- [Work to do]: Extract the line that contains "Would you point out the stadium" and every line after it to the end of the records below, exactly as written and nothing else.

- [Record excerpts]:
# # #
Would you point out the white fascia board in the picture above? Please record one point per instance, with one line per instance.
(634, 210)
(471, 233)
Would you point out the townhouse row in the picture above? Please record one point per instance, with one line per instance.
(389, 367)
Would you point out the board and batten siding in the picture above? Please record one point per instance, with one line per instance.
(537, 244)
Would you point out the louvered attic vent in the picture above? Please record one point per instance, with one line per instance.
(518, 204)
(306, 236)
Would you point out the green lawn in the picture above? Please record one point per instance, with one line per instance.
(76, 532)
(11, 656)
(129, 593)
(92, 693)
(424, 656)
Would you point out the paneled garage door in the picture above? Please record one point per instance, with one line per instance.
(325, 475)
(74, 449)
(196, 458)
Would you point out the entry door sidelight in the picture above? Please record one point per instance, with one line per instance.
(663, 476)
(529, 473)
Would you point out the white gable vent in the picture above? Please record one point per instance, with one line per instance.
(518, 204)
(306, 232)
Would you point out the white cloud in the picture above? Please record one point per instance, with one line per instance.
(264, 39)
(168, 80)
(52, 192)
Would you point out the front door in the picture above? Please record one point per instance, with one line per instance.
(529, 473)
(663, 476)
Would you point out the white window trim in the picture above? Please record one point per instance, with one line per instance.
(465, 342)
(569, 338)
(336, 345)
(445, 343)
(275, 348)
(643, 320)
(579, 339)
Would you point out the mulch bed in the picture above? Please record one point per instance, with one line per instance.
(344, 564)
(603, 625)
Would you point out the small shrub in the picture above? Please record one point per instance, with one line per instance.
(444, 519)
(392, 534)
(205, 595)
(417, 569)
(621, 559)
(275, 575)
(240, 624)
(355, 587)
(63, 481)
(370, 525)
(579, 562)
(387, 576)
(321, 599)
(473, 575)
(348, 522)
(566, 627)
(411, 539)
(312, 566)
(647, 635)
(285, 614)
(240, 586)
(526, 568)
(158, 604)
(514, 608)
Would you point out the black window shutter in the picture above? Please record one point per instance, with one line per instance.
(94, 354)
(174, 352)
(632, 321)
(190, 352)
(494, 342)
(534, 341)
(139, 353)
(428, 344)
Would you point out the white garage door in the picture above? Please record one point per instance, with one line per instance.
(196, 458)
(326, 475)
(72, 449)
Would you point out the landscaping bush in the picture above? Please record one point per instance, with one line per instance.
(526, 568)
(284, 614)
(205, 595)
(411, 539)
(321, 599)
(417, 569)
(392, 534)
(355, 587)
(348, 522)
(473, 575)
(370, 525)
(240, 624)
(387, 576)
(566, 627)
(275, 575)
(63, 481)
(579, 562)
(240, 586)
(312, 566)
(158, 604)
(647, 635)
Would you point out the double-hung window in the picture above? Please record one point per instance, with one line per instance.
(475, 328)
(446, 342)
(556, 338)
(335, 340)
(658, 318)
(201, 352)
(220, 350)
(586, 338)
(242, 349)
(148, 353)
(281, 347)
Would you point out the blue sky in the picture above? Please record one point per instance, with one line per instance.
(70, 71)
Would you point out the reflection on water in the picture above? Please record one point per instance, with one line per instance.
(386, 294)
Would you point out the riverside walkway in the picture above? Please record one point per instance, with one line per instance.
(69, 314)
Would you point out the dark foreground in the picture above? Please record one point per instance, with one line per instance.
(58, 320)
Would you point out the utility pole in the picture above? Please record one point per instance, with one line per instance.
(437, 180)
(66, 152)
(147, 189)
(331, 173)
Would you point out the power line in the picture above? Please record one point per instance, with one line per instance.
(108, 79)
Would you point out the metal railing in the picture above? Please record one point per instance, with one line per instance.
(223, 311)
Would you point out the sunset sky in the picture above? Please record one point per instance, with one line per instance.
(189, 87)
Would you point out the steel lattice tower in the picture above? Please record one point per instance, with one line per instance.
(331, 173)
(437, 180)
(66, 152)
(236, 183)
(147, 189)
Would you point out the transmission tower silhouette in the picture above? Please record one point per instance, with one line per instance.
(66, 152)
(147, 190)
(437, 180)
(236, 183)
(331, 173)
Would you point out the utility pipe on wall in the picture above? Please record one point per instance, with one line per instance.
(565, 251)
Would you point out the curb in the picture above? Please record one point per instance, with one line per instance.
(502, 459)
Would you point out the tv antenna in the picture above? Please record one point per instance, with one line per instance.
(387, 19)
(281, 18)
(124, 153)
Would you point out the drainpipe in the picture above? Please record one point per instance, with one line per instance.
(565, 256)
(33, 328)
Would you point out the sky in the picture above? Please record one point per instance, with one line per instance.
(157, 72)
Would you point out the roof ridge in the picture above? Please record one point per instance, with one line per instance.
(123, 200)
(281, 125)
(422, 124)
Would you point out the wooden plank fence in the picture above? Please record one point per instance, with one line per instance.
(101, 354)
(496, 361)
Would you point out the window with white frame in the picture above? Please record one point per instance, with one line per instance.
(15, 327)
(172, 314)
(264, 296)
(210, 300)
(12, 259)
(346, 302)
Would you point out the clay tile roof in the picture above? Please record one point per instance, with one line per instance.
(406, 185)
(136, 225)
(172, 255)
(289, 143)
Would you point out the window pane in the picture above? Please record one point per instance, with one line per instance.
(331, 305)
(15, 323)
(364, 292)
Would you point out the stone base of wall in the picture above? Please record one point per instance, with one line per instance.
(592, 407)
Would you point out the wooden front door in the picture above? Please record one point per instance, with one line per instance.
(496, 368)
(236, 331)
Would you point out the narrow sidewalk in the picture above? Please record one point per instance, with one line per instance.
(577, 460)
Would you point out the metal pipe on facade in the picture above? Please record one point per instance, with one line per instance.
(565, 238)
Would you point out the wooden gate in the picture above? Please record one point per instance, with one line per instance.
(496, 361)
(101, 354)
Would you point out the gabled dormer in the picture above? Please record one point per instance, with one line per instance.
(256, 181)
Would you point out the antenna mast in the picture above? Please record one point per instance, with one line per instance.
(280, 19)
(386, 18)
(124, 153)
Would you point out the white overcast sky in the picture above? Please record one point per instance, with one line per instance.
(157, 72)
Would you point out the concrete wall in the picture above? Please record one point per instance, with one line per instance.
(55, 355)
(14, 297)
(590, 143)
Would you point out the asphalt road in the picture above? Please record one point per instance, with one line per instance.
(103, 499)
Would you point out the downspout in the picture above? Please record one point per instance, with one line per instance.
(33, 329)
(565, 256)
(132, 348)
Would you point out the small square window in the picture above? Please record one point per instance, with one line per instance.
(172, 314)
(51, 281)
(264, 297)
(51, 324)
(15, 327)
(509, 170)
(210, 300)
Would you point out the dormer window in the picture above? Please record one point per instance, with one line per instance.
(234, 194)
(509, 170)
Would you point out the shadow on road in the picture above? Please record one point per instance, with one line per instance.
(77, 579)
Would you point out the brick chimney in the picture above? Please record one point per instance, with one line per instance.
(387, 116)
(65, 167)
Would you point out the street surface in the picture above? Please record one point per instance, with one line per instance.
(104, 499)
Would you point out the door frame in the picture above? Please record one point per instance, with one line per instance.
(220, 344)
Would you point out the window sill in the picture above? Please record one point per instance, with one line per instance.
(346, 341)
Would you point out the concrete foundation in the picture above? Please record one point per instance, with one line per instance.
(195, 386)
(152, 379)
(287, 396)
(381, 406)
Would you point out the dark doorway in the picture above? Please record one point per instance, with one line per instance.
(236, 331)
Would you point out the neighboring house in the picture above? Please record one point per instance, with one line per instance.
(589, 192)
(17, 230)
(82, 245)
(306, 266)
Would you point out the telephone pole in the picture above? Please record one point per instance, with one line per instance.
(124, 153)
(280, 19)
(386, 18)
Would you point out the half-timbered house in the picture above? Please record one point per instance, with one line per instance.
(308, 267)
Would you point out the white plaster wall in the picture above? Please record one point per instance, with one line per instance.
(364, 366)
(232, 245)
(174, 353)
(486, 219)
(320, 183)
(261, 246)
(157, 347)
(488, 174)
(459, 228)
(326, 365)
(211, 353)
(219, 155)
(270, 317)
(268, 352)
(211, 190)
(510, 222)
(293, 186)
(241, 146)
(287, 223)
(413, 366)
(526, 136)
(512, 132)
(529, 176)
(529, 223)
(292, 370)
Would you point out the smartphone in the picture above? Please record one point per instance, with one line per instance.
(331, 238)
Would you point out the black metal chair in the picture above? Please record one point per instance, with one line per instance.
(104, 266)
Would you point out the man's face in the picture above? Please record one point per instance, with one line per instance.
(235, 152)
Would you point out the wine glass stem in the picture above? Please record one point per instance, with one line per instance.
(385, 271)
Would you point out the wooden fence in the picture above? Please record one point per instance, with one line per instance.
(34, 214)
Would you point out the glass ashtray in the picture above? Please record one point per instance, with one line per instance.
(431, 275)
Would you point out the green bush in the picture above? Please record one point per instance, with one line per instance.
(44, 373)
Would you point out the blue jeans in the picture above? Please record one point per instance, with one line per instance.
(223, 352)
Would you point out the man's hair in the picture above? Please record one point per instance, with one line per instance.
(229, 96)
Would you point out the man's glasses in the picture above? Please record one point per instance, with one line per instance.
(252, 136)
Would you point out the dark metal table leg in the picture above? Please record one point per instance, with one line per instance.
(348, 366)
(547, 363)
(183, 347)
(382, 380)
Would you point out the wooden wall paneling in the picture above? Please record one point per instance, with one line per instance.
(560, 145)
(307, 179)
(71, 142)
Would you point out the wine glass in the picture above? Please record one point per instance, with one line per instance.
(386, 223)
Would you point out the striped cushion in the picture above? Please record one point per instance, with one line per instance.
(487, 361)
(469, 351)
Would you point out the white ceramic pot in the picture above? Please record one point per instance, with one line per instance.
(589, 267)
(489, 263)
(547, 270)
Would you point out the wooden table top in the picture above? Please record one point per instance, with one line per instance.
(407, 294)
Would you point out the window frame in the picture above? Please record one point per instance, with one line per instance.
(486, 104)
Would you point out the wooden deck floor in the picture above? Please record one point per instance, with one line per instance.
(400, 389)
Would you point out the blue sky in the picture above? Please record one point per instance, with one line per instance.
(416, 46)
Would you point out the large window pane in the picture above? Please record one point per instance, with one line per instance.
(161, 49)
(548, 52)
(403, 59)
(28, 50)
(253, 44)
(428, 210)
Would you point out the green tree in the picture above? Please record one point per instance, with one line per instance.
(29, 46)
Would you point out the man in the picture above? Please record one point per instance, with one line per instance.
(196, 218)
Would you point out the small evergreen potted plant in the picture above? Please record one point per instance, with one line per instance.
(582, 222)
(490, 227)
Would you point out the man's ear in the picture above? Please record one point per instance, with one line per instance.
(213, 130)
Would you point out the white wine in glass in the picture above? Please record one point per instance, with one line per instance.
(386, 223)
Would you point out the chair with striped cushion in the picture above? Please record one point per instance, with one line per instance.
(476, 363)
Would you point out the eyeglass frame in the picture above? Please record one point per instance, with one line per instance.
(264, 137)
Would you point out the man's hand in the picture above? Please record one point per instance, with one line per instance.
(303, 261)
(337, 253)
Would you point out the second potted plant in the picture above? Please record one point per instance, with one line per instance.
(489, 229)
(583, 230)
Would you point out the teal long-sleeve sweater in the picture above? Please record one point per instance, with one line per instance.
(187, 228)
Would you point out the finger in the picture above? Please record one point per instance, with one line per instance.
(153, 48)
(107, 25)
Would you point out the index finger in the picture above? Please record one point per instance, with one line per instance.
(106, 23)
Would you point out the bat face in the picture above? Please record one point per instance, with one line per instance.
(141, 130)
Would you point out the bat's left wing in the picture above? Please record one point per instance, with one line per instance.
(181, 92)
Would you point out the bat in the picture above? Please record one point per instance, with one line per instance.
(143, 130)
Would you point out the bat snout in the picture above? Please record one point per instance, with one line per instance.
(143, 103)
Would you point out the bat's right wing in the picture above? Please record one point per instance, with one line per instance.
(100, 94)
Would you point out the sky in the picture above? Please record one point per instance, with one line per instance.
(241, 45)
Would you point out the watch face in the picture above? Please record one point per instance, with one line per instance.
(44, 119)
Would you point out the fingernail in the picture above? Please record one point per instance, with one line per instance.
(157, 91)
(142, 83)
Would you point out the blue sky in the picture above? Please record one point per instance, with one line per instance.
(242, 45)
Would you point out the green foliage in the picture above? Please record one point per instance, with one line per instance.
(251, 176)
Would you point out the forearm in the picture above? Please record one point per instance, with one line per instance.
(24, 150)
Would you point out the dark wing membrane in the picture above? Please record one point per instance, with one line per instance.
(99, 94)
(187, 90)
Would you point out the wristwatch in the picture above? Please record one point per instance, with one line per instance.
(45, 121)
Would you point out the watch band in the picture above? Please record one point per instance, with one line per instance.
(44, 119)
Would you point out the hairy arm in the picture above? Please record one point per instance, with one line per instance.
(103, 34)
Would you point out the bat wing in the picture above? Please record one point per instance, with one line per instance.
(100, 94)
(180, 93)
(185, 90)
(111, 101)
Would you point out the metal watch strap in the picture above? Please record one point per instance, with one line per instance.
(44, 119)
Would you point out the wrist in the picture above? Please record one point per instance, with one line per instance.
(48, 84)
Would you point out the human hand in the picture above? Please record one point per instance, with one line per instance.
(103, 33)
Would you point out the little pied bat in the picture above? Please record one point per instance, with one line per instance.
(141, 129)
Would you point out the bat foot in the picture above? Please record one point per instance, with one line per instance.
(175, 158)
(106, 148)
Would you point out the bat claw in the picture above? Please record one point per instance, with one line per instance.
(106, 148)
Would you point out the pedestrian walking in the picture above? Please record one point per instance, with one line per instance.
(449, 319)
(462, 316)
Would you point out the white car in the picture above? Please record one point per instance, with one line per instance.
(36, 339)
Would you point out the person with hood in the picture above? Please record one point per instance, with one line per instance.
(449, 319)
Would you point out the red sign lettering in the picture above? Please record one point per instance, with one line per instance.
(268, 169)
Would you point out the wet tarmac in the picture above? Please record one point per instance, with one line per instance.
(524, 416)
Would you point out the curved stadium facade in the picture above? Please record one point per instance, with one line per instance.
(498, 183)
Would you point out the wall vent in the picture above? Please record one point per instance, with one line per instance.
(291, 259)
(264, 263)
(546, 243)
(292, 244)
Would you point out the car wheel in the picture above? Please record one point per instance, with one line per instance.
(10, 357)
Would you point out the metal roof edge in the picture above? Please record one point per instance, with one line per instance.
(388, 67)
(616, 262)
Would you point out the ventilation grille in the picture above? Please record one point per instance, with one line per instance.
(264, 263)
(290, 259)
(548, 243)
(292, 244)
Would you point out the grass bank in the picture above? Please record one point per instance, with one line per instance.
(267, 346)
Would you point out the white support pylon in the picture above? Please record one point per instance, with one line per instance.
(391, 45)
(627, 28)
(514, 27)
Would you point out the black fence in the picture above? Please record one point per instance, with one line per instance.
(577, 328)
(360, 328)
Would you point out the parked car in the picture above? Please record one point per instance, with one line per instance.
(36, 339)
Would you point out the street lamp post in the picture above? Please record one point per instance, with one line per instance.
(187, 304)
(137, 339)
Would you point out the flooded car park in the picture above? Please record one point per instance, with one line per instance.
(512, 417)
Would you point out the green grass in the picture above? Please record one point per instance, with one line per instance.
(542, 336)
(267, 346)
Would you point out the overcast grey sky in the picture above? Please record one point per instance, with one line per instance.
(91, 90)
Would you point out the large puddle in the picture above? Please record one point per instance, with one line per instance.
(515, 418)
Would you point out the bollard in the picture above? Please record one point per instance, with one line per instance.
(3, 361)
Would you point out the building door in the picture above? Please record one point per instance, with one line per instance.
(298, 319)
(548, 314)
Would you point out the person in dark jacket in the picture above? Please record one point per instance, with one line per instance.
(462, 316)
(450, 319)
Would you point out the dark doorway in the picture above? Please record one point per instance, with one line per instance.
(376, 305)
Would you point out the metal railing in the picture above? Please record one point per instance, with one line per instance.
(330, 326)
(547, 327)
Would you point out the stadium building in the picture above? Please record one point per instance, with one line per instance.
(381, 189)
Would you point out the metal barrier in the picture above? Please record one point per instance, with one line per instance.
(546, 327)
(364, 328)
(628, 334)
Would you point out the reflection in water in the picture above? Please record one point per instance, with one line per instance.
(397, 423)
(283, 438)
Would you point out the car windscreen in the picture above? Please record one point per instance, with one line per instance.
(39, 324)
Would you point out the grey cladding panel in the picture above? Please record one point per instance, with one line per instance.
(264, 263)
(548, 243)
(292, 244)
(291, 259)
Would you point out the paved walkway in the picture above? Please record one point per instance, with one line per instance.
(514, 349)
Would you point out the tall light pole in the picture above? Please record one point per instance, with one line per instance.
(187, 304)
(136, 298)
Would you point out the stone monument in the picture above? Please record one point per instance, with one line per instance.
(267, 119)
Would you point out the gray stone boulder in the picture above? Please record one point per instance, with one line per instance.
# # #
- [Solution to this exercise]:
Would you point out the stadium building in the picture above? Please record one point per instance, with one line per instance.
(381, 189)
Would you point out the metal barrier in the picture above? Please record one point per instance, with one line per instance.
(546, 327)
(364, 328)
(628, 334)
Would you point out the reflection in water in the picture above? Please record one point per instance, with one line per instance.
(397, 423)
(283, 438)
Would you point out the car windscreen in the picture above? Please record one point per instance, with one line per instance.
(39, 324)
Would you point out the grey cladding panel in the picture above? Please record one point per instance, with one line per instance.
(264, 263)
(548, 243)
(292, 244)
(291, 259)
Would you point out the paved walkway in the picture above? Please record one point per instance, with one line per instance.
(514, 349)
Would you point out the tall light pole in the picture above? Please record one point per instance, with one line per instance.
(187, 304)
(136, 298)
Would you point out the stone monument in the picture above? Please record one point per instance, with one line per instance.
(267, 119)
Would you point out the gray stone boulder in the picture above? Please record one point per instance, with one line per instance.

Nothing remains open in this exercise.